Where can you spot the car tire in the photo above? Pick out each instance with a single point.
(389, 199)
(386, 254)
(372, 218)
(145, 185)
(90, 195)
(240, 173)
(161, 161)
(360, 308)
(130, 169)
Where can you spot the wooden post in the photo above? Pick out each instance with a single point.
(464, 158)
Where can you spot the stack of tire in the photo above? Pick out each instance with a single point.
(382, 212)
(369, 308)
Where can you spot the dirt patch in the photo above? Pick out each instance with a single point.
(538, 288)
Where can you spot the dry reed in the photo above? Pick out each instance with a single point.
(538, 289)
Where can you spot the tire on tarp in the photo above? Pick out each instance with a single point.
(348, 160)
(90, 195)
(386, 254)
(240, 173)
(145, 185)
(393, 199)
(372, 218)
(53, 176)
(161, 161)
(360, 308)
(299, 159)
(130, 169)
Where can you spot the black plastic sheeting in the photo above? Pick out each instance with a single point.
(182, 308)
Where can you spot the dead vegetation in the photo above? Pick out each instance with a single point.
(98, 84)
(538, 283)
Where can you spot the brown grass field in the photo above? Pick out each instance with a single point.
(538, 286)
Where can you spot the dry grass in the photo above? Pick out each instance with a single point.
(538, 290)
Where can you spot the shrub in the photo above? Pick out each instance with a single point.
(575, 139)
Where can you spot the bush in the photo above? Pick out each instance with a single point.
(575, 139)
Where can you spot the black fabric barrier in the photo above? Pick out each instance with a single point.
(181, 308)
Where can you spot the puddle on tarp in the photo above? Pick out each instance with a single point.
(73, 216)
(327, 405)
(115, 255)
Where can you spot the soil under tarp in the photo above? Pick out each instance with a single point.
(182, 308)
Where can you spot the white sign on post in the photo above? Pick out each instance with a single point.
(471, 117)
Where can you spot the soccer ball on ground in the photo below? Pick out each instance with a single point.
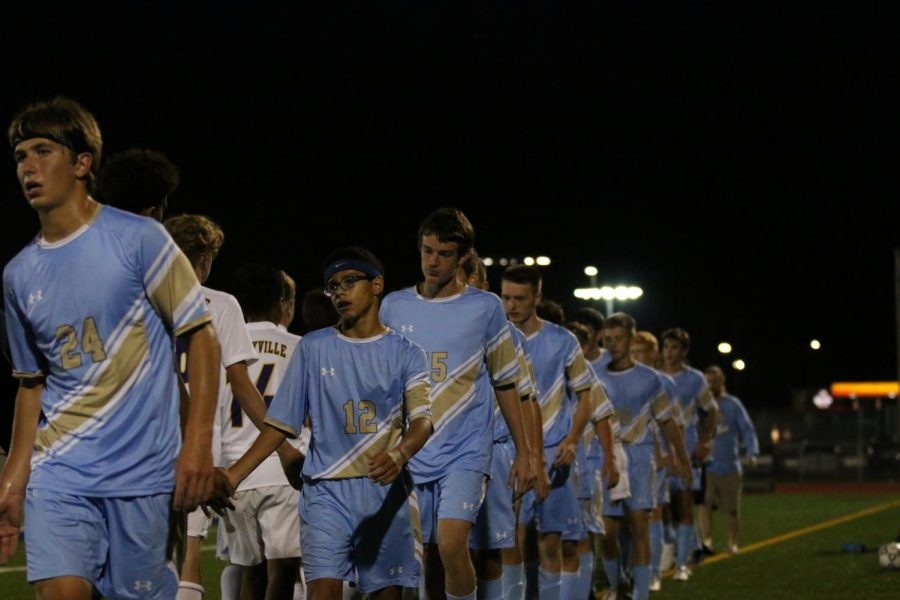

====

Lay out every one of the items above as a JSON list of strings, with one string per line and blank lines omitted. Leave the pictures out.

### Output
[
  "Where can you spot the car tire in the photo above? Pick out each instance with a single point.",
  "(389, 199)",
  "(386, 254)",
  "(372, 218)",
  "(145, 185)",
  "(90, 195)",
  "(240, 173)",
  "(161, 161)",
  "(360, 308)",
  "(130, 169)",
  "Where can you spot the wooden post in the photo above? Pick out each instance with a single point.",
  "(464, 158)",
  "Where can you spot the stack of tire in the photo above? Pick out each instance with a single point.",
  "(382, 212)",
  "(369, 308)",
  "Where can you spot the dirt patch in the photo above? Pick out each instance with a single point.",
  "(538, 288)",
  "Where can you spot the dry reed in the photo above? Pick out each instance with a single point.",
  "(538, 289)",
  "Where can you spot the tire on tarp in the photo above? Pick out each instance with a single point.",
  "(348, 160)",
  "(90, 195)",
  "(386, 254)",
  "(240, 173)",
  "(145, 185)",
  "(393, 199)",
  "(372, 218)",
  "(53, 176)",
  "(161, 161)",
  "(360, 308)",
  "(299, 159)",
  "(130, 169)",
  "Where can you spot the black plastic sheeting in the photo above? Pick out each instance with a single point.",
  "(182, 308)",
  "Where can you spot the dead vegetation in the photo above? Pick out each instance with a single point.",
  "(98, 84)",
  "(538, 283)",
  "Where can you spot the brown grass field in the photo above? Pick out each instance with a single point.",
  "(538, 286)",
  "Where can you spot the dry grass in the photo above? Pick out each instance with a single point.",
  "(538, 290)",
  "Where can you spot the shrub in the photo above? Pick out each instance with a single point.",
  "(575, 139)",
  "Where can you spot the bush in the photo above? Pick out each instance with a single point.",
  "(575, 139)",
  "Where can you spot the black fabric barrier in the photo above? Pick out each instance with a single point.",
  "(181, 308)",
  "Where can you spot the puddle on tarp in the photo above? Pick out each instance with a single point.",
  "(73, 216)",
  "(327, 405)",
  "(115, 255)",
  "Where can you spot the soil under tarp in the photo above? Pick out each instance with a single point.",
  "(182, 308)",
  "Where can you spot the white sign on post in the photo above? Pick out each instance with a single point.",
  "(471, 117)",
  "Where can you spot the soccer ball on ground in the photo below? Pick out each instance with a single point."
]